(Texte source):
Libération

Emmanuel Besnier, homme à tout taire

Réputé taiseux depuis son arrivée à la tête de Lactalis en 2000, le Mayennais, mandataire social de quelque 140 sociétés, prend soin de ne pas révéler son immense fortune.

- F.Bz et L.L.

Dix-huit ans: c’est le temps qu’il a fallu au patron de l’empire de l’agroalimen­taire Lactalis avant de se résoudre à donner une interview à la presse. La «première de sa vie», soulignait le JDD qui s’était rendu en janvier 2018 à Laval, en Mayenne, dans le coeur névralgiqu­e du groupe, pour recueillir les propos tombés de la bouche d’Emmanuel Besnier. Du jamais-vu pour le PDG d’un groupe de cette taille, mais ce dernier a dû s’y résoudre, acculé par la crise des boîtes de lait en poudre pour bébé contaminée­s à la salmonelle, 35 nourrisson­s malades à son déclenchem­ent, 200 déclarés à l’arrivée… Lactalis a été mis en examen en février 2023 pour «tromperie aggravée» et «blessures involontai­res» dans cette affaire.

Propulsé après la mort brutale de son père en 2000 dans le fauteuil de patron du géant mondial des produits laitiers, une réussite familiale dont la saga avait démarré quand son grand-père, ancien tonnelier, avait commencé en 1933 à fabriquer des camemberts, Emmanuel Besnier a fait de son silence et de sa rareté une marque de fabrique. Le milliardai­re, qui se partage le groupe à égalité avec sa soeur Marie Besnier-Beauvalot et son frère Jean-Michel Besnier, vit entre les beaux quartiers de Paris et le château du Vallon, datant du XIXe siècle, non loin de Laval. Il prend le TGV entre Paris et la Mayenne toutes les semaines, fuyant les mondanités parisienne­s et les cénacles de la réussite en col blanc. On ne le croiserait pas au Siècle, probableme­nt le club le plus sélect de la République et des affaires.

(Exercice court 1): Dans l'article sur Emmanuel Besnier, en quelle année son grand-père a-t-il commencé à fabriquer des camemberts ?

(Données de travail):
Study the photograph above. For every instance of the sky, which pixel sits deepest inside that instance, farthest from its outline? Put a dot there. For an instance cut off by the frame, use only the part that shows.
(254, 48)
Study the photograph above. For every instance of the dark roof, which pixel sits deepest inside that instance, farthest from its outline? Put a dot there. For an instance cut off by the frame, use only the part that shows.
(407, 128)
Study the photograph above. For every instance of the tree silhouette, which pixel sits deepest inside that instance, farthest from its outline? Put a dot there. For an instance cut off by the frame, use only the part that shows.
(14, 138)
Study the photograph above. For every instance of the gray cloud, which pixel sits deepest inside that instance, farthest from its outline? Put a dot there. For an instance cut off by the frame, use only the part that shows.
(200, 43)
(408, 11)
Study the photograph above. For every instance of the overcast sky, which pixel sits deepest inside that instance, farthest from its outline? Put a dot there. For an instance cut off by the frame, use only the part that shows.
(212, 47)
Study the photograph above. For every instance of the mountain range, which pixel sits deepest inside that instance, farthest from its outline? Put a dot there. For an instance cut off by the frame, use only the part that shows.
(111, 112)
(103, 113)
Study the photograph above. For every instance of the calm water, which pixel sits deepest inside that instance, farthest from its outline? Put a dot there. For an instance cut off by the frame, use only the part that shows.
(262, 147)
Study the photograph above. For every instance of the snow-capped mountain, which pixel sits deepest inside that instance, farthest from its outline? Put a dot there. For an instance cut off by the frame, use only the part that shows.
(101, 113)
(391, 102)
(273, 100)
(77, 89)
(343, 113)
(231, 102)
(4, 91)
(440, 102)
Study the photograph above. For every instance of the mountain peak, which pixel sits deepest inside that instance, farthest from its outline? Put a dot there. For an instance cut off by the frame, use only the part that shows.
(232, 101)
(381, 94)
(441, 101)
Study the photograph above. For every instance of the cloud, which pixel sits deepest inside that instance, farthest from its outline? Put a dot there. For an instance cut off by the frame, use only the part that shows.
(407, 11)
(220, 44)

(Exercice court 2): Recopiez à l'identique les lignes de la liste, depuis celle qui contient « the cloud, which » jusqu'à la fin de la liste, ces deux lignes comprises.

(Résultat attendu 1): En 1933.

(Résultat attendu 2):
Study the photograph above. For every instance of the cloud, which pixel sits deepest inside that instance, farthest from its outline? Put a dot there. For an instance cut off by the frame, use only the part that shows.
(407, 11)
(220, 44)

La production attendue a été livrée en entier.